Questions:
**A)** Copy the passage from the science fiction abstracts word for word. Begin at the words "This proceeding leads" and stop after "the world's transformability.".
**B)** From the science fiction abstracts, list every writer named in the abstract on science fiction in Hungary.
**C)** Resume the science fiction abstracts after their last sentence, adding what comes next.

Excerpt to read:
This proceeding leads Calvino to construct cognitive utopian fictions, the product of the demands for order, identity, and applicability to the extra-fictional world, all of which are thematized in his "cosmicomical" stories. The result is an oeuvre which implies, especially on the stylistic level (in both the narrow and the broadest sense), an engagement on the part of the writer. Calvino, in other words, calls into question established norms of thinking in a way that also imparts the idea of the world's transformability.


John Fekete

Science Fiction in Hungary

Abstract.--In the past 15 years, there has developed in Hungary the basic skeleton of a serious infrastructure for SF production in terms of an organized subculture of writers, readers, publishers, journals, other accessible media of communication, and international relations. This subculture can draw strength from a strong indigenous minority literary tradition of fantastic writing whose contributors include some of the most important Hungarian prose writers of the 20th century--among them, Mihály Babits, Frigyes Karinthy, and Tibor Déri. Writing at an international level of literary merit continues to be produced within the genre by the likes of Gyula Hernádi, Péter Lengyel, Péter Zsoldos, and Dezsö Tandori, and potentially also by a generation of young writers working near and around them. At the same time--and problematically--this creativity in SF remains generally unacknowledged, and certainly unlegitimated, by the main institutions of literary history, literary criticism, education, and official cultural transmission. This also applies, even within the SF subculture, to the more sophisticated formal experiments in Hungarian SF.


Veronica Hollinger

The Vampire and the Alien: Variations on the Outsider

Abstract.--While SF often evokes in its readers a proverbial "sense of wonder," it also works to "domesticate" narrative elements which, in different generic contexts, would be considered fantastic. In this essay, I examine the domestication of the figure of the vampire through its introduction into SF narratives. I analyze two texts in particular: Colin Wilson's The Space Vampires (1976) and Jody Scott's I, Vampire (1984). Each, in its own way, is a rewriting, and thus, to some extent, a parody, of Bram Stoker's Dracula. However, it is interesting to note the degree to which the compliance of The Space Vampires with the genre conventions of SF serves to consolidate a conservative textual ideology, while the more playful rejection of the boundaries between SF and fantasy in I, Vampire both derives from and results in a more radical ideological coloration. It seems to me that Wilson's treatment of the vampire as alien-Other closely parallels Stoker's original treatment in Dracula, while Scott's feminist revision not only undertakes a generic subversion, but also undermines the conventional human/alien opposition. The recent resurgence of vampire fiction, much of it by women writers, has produced some intriguing re-presentations of the vampire as Outsider which function as critiques of the marginalizations effected by patriarchal representations.

Supplied records:
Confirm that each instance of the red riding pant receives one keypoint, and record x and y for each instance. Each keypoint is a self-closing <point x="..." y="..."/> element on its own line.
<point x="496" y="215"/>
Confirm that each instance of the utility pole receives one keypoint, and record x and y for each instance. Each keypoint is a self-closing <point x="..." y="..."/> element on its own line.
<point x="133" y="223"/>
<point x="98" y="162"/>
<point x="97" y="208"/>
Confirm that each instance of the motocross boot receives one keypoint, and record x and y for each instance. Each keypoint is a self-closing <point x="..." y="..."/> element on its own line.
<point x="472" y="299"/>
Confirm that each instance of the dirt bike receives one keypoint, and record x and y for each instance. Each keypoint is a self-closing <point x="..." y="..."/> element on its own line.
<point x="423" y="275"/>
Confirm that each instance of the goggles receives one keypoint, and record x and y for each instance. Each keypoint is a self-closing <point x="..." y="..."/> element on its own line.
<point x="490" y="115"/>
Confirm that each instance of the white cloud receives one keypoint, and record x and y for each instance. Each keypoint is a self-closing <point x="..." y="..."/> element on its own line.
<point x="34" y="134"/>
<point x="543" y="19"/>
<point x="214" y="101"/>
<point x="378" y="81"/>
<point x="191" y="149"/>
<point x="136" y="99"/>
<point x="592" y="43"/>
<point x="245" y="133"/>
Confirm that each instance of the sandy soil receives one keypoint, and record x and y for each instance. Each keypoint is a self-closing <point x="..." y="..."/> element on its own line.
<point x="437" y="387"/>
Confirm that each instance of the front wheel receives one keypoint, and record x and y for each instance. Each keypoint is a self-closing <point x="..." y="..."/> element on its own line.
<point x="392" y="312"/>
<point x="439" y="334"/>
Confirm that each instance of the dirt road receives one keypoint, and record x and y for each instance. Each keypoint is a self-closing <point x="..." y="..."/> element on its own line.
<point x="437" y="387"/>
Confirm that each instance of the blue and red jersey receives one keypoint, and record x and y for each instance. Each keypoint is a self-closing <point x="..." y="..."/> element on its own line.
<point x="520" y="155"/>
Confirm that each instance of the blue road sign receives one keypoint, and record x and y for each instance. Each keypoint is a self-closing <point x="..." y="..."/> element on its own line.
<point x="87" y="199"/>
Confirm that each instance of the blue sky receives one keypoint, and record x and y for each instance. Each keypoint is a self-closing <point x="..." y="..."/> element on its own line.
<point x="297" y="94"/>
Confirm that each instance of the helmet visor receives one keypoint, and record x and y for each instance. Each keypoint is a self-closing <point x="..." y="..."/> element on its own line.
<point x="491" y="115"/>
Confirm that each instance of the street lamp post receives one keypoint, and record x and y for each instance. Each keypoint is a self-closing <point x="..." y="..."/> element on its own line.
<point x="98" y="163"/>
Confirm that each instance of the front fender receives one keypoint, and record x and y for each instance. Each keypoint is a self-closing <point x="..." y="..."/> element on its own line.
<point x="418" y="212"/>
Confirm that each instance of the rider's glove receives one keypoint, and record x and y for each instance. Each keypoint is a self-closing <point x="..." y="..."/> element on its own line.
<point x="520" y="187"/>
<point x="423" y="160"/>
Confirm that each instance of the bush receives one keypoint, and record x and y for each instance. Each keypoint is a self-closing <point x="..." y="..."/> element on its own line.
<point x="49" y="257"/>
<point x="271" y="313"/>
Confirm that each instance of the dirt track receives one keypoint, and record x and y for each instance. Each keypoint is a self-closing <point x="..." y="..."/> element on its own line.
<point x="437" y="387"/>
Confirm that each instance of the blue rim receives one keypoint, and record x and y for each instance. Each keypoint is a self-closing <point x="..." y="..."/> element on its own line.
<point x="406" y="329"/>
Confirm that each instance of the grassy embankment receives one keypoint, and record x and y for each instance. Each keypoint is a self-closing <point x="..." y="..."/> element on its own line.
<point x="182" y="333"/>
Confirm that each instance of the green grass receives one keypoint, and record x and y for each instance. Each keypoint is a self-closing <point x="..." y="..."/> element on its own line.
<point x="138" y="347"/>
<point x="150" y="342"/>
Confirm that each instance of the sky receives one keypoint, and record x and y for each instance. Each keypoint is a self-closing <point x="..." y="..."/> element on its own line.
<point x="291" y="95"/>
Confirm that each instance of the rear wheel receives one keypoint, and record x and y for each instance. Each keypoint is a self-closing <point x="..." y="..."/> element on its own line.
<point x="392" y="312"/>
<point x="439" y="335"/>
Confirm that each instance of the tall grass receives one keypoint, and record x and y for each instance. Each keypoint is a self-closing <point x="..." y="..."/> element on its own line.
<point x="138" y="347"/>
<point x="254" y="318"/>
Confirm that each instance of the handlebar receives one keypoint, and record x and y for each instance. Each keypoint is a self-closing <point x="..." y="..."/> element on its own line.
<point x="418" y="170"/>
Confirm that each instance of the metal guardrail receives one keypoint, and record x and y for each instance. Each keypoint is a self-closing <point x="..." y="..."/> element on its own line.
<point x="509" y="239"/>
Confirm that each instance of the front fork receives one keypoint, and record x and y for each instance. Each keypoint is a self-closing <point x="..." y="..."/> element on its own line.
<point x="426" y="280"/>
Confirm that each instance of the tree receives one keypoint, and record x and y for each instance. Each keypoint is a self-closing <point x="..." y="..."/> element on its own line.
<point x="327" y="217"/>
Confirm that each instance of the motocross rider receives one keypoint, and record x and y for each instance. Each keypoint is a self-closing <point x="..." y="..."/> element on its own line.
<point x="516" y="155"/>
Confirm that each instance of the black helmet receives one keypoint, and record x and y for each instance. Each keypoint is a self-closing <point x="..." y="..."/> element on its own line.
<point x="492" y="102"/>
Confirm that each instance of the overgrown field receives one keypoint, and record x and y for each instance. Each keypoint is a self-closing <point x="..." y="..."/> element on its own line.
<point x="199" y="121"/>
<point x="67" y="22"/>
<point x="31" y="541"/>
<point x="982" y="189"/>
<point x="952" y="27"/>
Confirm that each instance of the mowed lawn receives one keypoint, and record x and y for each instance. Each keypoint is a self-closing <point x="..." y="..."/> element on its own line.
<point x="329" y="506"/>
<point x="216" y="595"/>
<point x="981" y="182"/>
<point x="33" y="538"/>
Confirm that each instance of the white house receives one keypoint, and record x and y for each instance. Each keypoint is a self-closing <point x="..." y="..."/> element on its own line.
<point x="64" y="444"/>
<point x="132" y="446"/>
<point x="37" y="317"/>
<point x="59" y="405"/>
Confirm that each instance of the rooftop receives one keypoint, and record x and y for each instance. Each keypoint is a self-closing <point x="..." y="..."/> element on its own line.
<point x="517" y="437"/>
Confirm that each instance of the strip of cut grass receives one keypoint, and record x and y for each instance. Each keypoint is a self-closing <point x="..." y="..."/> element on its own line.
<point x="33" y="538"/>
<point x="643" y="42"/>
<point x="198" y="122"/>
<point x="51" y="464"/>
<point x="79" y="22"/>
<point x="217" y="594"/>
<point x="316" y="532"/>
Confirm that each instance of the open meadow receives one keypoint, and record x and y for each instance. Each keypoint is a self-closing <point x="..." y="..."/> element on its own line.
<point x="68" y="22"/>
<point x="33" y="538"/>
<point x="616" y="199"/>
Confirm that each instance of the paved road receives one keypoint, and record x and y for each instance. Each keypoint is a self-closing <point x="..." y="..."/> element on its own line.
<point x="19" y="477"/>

Responses:
**A)**
This proceeding leads Calvino to construct cognitive utopian fictions, the product of the demands for order, identity, and applicability to the extra-fictional world, all of which are thematized in his "cosmicomical" stories. The result is an oeuvre which implies, especially on the stylistic level (in both the narrow and the broadest sense), an engagement on the part of the writer. Calvino, in other words, calls into question established norms of thinking in a way that also imparts the idea of the world's transformability.

**B)** Mihály Babits, Frigyes Karinthy, Tibor Déri, Gyula Hernádi, Péter Lengyel, Péter Zsoldos, Dezsö Tandori

**C)**
Thomas J. Morrissey

Pamela Sargent's Science Fiction for Young Adults: Celebrations of Change

Abstract.--Pamela Sargent's five SF novels for young adults display the same insight and concerns that characterize her novels for adult readers. The latter extrapolate from a broad range of contemporary technologies, including cybernetics, biological engineering, space travel, and atomic science. Regardless of the setting, however, her principal focus is always the carefully drawn characters who must live with the consequences of the technological revolution--or, in some cases, Revolution. Her five SF novels for younger readers--Watchstar (1980), The Eye of the Comet (1984), Homesmind (1984), Earthseed (1983), and Alien Child (1988) are simpler stylistically than her other books; but unlike many novels of the genre, they assume an audience with a speculative intelligence and an eagerness to be confronted with unconventional ideas and situations. In them, technological change and human evolution are inextricably entwined; humanity must come to terms with, rather than escape, the consequences of modern science. Sargent celebrates youth and the positive potential for change made possible by technology. Her novels for young adults are, therefore, as freewheeling and imaginative as the best SF for adults is.